Challenge:
Repeat the material below verbatim, starting at the line containing "the ice surface" and continuing up to and including its final line.

Data to use:
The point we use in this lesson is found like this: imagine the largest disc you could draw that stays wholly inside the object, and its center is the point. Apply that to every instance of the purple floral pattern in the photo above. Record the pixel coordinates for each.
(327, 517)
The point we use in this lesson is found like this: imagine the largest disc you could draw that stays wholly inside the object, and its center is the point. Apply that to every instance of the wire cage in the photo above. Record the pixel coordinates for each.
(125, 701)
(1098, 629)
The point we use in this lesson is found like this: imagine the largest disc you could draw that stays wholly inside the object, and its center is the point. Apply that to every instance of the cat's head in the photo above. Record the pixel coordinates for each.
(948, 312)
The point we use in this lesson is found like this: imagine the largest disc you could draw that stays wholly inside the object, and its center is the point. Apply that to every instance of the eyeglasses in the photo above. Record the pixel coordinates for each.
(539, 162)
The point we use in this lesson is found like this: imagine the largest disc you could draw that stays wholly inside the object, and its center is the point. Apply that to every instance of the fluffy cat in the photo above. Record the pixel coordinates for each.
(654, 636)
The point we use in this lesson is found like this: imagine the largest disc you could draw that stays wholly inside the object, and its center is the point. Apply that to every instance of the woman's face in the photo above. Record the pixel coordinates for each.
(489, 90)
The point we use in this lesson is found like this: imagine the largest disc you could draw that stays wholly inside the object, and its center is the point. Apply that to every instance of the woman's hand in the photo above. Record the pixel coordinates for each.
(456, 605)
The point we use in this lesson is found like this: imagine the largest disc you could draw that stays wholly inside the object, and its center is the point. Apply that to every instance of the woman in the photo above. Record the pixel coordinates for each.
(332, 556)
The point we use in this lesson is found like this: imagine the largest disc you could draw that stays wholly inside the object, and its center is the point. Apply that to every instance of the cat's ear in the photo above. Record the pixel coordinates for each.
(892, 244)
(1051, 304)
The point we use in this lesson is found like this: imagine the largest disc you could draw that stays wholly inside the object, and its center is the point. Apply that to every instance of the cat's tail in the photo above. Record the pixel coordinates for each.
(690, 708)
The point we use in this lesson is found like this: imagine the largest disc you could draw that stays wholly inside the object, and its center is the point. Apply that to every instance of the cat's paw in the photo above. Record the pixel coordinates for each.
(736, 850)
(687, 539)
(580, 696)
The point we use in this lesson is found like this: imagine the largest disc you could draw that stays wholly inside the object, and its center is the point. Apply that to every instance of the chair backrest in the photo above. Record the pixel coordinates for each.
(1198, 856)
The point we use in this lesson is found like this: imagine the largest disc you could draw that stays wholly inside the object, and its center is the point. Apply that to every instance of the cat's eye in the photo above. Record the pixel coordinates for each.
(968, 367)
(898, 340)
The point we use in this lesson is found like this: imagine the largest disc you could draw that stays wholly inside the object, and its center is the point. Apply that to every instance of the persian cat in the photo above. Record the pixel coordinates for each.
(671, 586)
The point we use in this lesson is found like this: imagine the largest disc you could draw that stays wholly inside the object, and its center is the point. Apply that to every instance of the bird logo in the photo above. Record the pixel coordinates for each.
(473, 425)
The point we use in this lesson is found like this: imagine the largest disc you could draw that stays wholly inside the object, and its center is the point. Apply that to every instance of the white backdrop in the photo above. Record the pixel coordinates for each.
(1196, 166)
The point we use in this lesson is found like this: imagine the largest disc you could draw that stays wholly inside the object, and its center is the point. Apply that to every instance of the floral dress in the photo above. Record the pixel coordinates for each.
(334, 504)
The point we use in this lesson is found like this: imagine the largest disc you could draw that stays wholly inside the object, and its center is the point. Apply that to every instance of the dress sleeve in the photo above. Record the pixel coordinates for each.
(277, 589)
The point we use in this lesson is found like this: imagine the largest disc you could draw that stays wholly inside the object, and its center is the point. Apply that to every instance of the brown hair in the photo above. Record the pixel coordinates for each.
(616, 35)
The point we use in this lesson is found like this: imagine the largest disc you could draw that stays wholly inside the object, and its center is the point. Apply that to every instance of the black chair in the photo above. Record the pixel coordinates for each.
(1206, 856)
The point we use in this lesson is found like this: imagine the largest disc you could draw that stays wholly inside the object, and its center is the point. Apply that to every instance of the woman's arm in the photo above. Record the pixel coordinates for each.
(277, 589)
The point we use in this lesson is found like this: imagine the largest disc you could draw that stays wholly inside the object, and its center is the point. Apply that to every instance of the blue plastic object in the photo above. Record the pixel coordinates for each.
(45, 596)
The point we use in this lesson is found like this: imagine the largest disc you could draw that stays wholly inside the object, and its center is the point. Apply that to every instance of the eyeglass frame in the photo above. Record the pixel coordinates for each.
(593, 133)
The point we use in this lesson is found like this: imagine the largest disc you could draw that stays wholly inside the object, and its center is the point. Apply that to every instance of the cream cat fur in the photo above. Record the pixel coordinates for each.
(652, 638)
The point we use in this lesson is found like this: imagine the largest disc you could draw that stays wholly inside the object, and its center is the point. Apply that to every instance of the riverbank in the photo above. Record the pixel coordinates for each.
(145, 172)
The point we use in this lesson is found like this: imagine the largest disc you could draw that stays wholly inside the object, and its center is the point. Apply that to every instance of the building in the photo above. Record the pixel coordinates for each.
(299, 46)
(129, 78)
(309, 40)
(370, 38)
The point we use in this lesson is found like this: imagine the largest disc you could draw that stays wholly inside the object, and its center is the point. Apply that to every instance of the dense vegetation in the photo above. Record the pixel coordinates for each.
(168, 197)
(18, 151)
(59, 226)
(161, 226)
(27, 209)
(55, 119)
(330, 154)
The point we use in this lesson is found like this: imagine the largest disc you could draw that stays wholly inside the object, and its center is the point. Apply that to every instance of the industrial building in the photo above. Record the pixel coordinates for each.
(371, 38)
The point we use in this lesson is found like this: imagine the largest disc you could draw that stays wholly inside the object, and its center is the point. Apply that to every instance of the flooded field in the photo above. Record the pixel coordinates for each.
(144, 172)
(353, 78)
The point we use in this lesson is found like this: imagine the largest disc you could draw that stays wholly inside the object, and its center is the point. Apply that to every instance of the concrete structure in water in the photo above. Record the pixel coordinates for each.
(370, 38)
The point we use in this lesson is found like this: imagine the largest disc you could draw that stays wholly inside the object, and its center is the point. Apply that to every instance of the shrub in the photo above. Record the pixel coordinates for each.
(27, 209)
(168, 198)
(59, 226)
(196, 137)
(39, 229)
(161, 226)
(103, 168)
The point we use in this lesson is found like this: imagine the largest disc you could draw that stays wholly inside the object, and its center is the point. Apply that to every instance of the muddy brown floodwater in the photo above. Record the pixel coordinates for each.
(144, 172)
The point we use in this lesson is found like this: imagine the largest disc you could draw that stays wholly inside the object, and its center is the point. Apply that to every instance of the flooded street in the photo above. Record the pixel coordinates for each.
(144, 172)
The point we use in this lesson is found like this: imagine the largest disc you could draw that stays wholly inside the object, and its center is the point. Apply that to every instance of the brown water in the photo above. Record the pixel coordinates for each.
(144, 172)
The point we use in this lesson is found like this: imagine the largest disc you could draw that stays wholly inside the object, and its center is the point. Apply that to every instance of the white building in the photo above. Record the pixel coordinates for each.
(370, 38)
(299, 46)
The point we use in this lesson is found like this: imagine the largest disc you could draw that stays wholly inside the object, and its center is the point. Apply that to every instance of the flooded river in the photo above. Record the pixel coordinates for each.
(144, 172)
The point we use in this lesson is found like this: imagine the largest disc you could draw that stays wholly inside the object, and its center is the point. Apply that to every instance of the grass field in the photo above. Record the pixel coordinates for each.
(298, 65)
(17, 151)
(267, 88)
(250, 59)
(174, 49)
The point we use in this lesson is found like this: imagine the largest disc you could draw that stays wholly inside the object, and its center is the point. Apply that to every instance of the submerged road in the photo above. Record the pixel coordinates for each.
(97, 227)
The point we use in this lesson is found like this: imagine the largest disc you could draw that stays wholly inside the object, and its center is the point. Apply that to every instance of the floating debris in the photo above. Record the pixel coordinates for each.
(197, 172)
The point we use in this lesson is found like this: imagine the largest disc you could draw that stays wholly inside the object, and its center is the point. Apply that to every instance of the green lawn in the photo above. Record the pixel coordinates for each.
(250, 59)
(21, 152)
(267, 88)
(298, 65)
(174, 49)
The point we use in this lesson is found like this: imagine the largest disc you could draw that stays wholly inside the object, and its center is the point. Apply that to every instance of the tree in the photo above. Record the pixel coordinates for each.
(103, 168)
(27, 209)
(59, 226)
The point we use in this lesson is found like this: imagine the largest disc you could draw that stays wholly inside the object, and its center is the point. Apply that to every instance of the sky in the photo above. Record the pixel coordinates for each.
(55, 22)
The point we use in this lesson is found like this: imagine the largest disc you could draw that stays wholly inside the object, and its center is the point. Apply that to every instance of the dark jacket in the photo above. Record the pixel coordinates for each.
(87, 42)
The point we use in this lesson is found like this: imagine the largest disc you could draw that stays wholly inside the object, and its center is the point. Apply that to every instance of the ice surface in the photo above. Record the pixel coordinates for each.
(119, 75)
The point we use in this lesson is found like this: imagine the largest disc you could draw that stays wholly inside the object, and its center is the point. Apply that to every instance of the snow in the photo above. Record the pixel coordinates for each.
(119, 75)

Solved exercise:
The point we use in this lesson is found like this: imagine the largest disc you could draw that stays wholly inside the object, and its center is the point. Apply that to every instance of the ice surface in the photo above. Record the pixel coordinates for each.
(119, 75)
The point we use in this lesson is found like this: imagine the largest disc you could draw that stays wholly inside the object, and its center is the point. Apply that to every instance of the snow in the photo above. Record the pixel coordinates for each.
(119, 75)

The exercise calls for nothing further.